**The request:** Copy each of the following rows word for word, changing nothing.

## Start Task material

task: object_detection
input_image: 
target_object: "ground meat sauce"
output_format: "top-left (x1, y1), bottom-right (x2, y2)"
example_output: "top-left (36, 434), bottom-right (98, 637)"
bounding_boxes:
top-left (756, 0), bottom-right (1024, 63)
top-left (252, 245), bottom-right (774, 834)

## End Task material

**Task output:**
task: object_detection
input_image: 
target_object: "ground meat sauce"
output_format: "top-left (x1, y1), bottom-right (x2, y2)"
example_output: "top-left (36, 434), bottom-right (98, 637)"
bounding_boxes:
top-left (756, 0), bottom-right (1024, 63)
top-left (252, 245), bottom-right (774, 834)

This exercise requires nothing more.